* _MATERIALS PROVIDED_
━━━━━━

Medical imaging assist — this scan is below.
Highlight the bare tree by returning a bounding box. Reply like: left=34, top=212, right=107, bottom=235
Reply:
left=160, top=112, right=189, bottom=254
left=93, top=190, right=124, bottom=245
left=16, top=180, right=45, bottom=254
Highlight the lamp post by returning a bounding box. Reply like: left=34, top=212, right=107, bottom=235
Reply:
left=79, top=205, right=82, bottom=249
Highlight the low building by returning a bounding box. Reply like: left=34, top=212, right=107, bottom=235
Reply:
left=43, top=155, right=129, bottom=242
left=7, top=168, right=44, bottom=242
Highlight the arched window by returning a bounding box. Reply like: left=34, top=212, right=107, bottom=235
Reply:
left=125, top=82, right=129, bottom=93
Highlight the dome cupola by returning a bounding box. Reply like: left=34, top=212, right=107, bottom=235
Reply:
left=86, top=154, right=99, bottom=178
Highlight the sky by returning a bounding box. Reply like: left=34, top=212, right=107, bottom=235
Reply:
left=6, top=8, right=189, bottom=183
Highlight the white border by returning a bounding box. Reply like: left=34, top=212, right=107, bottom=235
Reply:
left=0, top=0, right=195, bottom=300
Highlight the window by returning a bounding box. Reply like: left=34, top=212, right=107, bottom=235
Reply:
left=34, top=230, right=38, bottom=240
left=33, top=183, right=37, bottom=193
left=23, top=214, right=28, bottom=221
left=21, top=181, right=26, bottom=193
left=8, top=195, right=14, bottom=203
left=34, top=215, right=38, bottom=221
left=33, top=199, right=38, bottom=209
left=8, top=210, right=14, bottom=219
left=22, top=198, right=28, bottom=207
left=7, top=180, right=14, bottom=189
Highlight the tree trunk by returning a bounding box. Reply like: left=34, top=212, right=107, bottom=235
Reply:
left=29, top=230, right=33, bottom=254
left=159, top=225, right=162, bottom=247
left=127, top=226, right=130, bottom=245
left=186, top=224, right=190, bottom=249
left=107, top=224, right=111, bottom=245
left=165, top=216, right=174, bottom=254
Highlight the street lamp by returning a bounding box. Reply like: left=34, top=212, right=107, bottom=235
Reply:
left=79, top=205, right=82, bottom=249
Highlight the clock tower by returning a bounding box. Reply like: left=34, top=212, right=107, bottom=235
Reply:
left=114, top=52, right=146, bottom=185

━━━━━━

Copy the listing above verbatim, from its first line through its last, with no changes.

Medical imaging assist — this scan is below.
Highlight the bare tree by returning a bounding box. Reply like: left=34, top=212, right=107, bottom=235
Reply:
left=160, top=112, right=189, bottom=254
left=93, top=190, right=124, bottom=245
left=16, top=180, right=45, bottom=254
Highlight the lamp post by returning a bounding box. Reply like: left=34, top=212, right=107, bottom=235
Reply:
left=79, top=205, right=82, bottom=249
Highlight the low building by returning a bounding box. Reply like: left=34, top=212, right=107, bottom=235
Reply:
left=43, top=155, right=129, bottom=242
left=7, top=168, right=44, bottom=242
Highlight the arched window by returning a bounding box. Reply like: left=34, top=212, right=107, bottom=235
Reply:
left=125, top=82, right=129, bottom=93
Highlight the dome cupola by returning a bounding box. Reply like: left=34, top=212, right=107, bottom=235
Reply:
left=86, top=154, right=99, bottom=178
Highlight the sky by returning a bounding box. Reply like: left=34, top=212, right=107, bottom=235
Reply:
left=6, top=8, right=189, bottom=183
Highlight the white border by returning a bounding box. Reply like: left=34, top=212, right=107, bottom=235
Reply:
left=0, top=0, right=195, bottom=300
Highlight the window by returning a bounding box. Reply like: left=34, top=212, right=107, bottom=235
Reply:
left=34, top=230, right=38, bottom=240
left=33, top=183, right=37, bottom=193
left=23, top=214, right=28, bottom=221
left=21, top=181, right=26, bottom=193
left=8, top=195, right=14, bottom=203
left=34, top=215, right=38, bottom=221
left=33, top=199, right=38, bottom=209
left=8, top=210, right=14, bottom=219
left=22, top=198, right=28, bottom=207
left=7, top=180, right=14, bottom=189
Highlight the tree trunk by returning a bounding box. Reply like: left=34, top=212, right=107, bottom=235
Reply:
left=29, top=230, right=33, bottom=254
left=159, top=225, right=162, bottom=247
left=127, top=226, right=130, bottom=245
left=186, top=224, right=190, bottom=249
left=107, top=224, right=111, bottom=245
left=165, top=216, right=174, bottom=254
Highlight the street lamp by returning a bounding box. Reply like: left=34, top=212, right=107, bottom=235
Reply:
left=79, top=205, right=82, bottom=249
Highlight the clock tower by returning a bounding box. Reply like: left=34, top=212, right=107, bottom=235
Reply:
left=114, top=52, right=146, bottom=185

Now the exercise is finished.